[Location labeling records]

══════════

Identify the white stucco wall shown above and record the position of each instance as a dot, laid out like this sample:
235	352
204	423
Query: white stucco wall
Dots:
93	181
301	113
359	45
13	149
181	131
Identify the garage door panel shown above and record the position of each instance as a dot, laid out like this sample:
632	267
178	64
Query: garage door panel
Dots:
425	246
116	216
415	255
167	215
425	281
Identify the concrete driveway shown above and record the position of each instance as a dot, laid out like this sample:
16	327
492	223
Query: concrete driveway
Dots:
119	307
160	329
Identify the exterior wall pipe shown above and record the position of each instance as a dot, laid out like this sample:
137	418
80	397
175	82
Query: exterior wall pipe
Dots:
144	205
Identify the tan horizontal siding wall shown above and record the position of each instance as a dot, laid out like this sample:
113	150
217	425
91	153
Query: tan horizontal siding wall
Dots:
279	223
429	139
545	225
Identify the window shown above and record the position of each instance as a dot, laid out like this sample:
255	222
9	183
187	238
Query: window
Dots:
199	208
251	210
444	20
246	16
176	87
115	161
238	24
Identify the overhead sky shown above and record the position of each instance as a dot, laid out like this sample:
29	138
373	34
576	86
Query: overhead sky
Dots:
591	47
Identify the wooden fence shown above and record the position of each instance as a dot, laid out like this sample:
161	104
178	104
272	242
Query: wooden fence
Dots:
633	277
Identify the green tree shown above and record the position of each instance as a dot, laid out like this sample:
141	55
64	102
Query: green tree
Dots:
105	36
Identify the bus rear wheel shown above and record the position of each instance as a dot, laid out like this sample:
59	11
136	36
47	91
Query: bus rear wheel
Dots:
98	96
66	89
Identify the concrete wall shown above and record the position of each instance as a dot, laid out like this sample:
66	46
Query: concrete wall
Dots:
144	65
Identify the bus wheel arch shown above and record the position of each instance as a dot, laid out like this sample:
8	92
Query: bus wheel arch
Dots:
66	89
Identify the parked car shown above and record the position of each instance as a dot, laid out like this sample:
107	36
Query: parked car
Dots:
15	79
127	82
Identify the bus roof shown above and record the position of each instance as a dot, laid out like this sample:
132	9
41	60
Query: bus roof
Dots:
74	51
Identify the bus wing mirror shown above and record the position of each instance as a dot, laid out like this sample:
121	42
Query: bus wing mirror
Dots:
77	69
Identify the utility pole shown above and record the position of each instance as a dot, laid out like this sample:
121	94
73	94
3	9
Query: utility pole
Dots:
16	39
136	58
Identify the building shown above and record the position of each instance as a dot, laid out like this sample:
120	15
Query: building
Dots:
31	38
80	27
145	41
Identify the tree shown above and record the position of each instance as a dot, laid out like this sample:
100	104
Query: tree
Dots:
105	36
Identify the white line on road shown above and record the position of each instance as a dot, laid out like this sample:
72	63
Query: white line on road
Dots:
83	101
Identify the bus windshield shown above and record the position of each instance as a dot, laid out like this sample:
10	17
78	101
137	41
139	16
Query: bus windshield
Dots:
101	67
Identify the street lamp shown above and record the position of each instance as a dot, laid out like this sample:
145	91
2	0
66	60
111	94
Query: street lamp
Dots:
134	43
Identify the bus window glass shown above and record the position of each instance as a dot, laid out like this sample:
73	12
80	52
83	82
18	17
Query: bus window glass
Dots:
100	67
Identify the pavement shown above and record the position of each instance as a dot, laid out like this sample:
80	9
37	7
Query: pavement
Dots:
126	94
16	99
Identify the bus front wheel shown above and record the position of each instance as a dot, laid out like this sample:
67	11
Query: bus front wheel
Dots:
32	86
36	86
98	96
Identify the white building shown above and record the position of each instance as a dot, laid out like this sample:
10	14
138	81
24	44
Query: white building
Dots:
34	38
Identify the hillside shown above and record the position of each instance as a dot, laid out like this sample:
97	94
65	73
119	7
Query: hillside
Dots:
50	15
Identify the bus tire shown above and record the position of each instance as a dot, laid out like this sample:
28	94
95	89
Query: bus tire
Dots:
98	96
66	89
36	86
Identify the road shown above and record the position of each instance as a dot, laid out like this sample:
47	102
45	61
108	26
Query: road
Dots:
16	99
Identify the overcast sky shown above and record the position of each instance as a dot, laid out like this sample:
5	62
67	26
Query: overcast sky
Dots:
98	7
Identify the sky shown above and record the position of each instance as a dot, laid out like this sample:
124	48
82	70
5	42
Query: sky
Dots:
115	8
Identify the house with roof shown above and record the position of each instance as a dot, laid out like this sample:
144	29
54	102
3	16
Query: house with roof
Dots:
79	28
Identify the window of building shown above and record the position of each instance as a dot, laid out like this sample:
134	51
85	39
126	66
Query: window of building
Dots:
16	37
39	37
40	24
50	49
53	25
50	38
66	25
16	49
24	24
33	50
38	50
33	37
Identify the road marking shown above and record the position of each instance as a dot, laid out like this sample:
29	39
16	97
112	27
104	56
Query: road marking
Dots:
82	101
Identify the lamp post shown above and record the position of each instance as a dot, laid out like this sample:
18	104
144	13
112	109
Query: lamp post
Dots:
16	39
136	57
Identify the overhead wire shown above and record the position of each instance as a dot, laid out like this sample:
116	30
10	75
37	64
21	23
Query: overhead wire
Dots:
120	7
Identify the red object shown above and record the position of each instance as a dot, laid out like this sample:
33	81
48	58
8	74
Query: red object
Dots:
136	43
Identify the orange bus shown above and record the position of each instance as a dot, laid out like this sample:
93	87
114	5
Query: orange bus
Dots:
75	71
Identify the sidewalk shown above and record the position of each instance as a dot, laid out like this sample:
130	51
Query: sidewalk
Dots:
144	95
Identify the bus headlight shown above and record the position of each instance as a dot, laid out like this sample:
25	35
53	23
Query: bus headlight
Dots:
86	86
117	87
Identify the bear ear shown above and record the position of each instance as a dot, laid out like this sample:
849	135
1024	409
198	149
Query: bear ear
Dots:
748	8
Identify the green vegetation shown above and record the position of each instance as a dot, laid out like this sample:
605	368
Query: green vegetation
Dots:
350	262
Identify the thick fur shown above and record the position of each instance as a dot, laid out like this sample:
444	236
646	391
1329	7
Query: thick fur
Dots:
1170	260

══════════

• _WORK TO DO_: Please echo back every line of the data above without any changes.

• _RESPONSE TO THE TASK_:
Identify the white stucco wall shown above and record the position of each instance as a dot, laid out like this sample:
235	352
204	423
Query: white stucco wall
Dots:
93	181
301	113
359	45
13	149
181	131
Identify the garage door panel shown above and record the position of each instance as a dot, laid out like this sample:
632	267
178	64
Query: garage door panel
Dots:
425	246
116	216
415	255
167	215
425	281
Identify the concrete driveway shown above and record the position of each instance as a dot, laid out like this sample:
16	327
492	223
Query: concrete driveway
Dots:
119	307
160	329
Identify the exterior wall pipe shown above and record the position of each instance as a dot, laid out like this sample:
137	418
80	397
175	82
Query: exterior wall pipe
Dots:
144	205
Identify the tan horizontal siding wall shown above and record the position of each instance as a dot, laid out like this sample:
113	150
217	425
91	153
Query: tan horizontal siding wall
Dots:
279	223
429	139
545	225
Identify the window shown above and record the position of each instance as a dot, laid out like this sample:
255	222
9	183
187	238
Query: window
Dots:
199	208
251	210
444	20
246	16
176	87
115	161
238	24
Identify the overhead sky shown above and record the position of each instance as a dot, laid out like this sample:
29	138
373	34
576	86
Query: overhead sky
Dots:
591	47
Identify the wooden fence shown above and record the position of each instance as a dot, laid out like this sample:
161	104
178	104
272	242
Query: wooden fence
Dots:
633	277
Identify the green tree shown above and record the position of each instance as a dot, laid out like this sample:
141	55
64	102
Query: green tree
Dots:
105	36
Identify the bus rear wheel shown above and record the position of each instance as a dot, laid out like this sample:
59	11
136	36
47	91
Query: bus rear wheel
Dots:
98	96
66	89
Identify the concrete wall shown above and record the position of each instance as a dot, laid out like this sample:
66	46
Query: concrete wall
Dots:
144	65
Identify the bus wheel arch shown above and record the position of each instance as a dot, laid out like this sample:
8	92
Query: bus wheel arch
Dots:
66	89
Identify the parked car shown above and record the position of each instance as a dot, laid out like this sample:
107	36
Query: parked car
Dots:
15	79
127	82
Identify the bus roof shown above and record the position of each instance as a dot, laid out like this sample:
132	9
41	60
Query: bus roof
Dots:
74	51
Identify the bus wing mirror shown above and record the position of each instance as a dot, laid out like this sample:
121	42
Query: bus wing mirror
Dots:
77	69
Identify the utility pole shown above and record the position of each instance as a dot, laid out like this sample:
121	94
73	94
3	9
Query: utility pole
Dots:
16	39
136	58
Identify the building shown above and record the position of each instance as a dot, laid out like this sample:
120	15
Query: building
Dots:
31	38
80	27
145	41
Identify the tree shown above and record the position of each instance as a dot, laid out like this sample:
100	104
Query: tree
Dots:
105	36
Identify the white line on road shown above and record the position of each instance as a dot, laid out like this sample:
72	63
Query: white line on road
Dots:
83	101
Identify the bus windshield shown above and record the position of each instance as a dot, laid out like this sample:
10	17
78	101
137	41
139	16
Query: bus windshield
Dots:
101	67
Identify the street lamp shown above and record the position of each instance as a dot, laid out like this sample:
145	91
2	0
66	60
111	94
Query: street lamp
Dots:
134	43
Identify the bus window glass shown above and record the position of each instance as a dot, laid out like this sample:
73	12
80	52
83	82
18	17
Query: bus window glass
Dots:
100	67
Identify the pavement shown above and record the position of each instance as a dot, laid out like this sample:
80	9
37	7
Query: pavement
Dots:
126	94
16	99
Identify the bus front wheel shown above and record the position of each instance as a dot, laid out like this sample:
67	11
Query: bus front wheel
Dots:
32	86
36	86
98	96
Identify the white building shown above and record the position of each instance as a dot, laid out like this sample:
10	14
138	81
24	44
Query: white building
Dots:
34	38
Identify the hillside shown above and record the position of each instance as a dot, laid out like this sample:
97	94
65	73
119	7
Query: hillside
Dots:
50	15
Identify the bus tire shown above and record the position of each instance as a dot, laid out like this sample:
28	94
95	89
Query: bus tire
Dots:
98	96
66	89
36	86
Identify the road shown above and record the position of each instance as a dot, laid out like this sample:
47	102
45	61
108	26
Query: road
Dots:
16	99
Identify the overcast sky shown above and record the position of each instance as a dot, laid out like this sample:
5	62
67	26
Query: overcast sky
Dots:
98	7
Identify the sky shown above and record the position of each instance as a dot, laid out like this sample:
124	48
82	70
5	42
Query: sky
Dots:
115	8
Identify the house with roof shown above and record the position of each instance as a dot, laid out like this sample:
144	29
54	102
3	16
Query: house with roof
Dots:
79	28
Identify the window of building shown above and record the position of each instance as a dot, laid out like this sample:
134	51
85	39
126	66
Query: window of building
Dots:
16	37
39	37
40	24
50	49
53	25
50	38
66	25
16	49
24	24
33	50
38	50
33	37
Identify the road marking shown above and record the position of each instance as a dot, laid out like this sample:
29	39
16	97
112	27
104	56
Query: road marking
Dots:
82	101
Identify the lamp post shown above and record the position of each instance as a dot, laid out like this sample:
18	104
144	13
112	109
Query: lamp post
Dots:
16	39
136	57
Identify the overhead wire shown above and record the position of each instance as a dot, laid out like this sample:
116	30
10	75
37	64
21	23
Query: overhead wire
Dots:
120	7
Identify the red object shown above and record the position of each instance as a dot, laid out like this sample:
33	81
48	58
8	74
Query: red object
Dots:
136	43
Identify the orange bus shown above and record the position of each instance as a dot, laid out like this sample:
93	87
114	5
Query: orange bus
Dots:
75	71
Identify the sidewalk shown above and record the position of each instance as a dot, laid out like this sample:
130	51
Query: sidewalk
Dots:
144	95
Identify the bus headlight shown above and record the position of each instance as a dot, laid out like this sample:
25	35
53	23
Query: bus headlight
Dots:
86	86
117	87
Identify the bear ear shown above and record the position of each instance as a dot, laid out like this sample:
849	135
1024	409
198	149
Query: bear ear
Dots:
748	8
Identify the green vegetation shown above and record the position of each instance as a dot, laid out like this sample:
605	368
Query: green vegetation
Dots:
350	262
Identify the thick fur shown above and record the position of each instance as a dot, laid out like this sample:
444	236
646	391
1329	7
Query: thick fur
Dots:
1170	260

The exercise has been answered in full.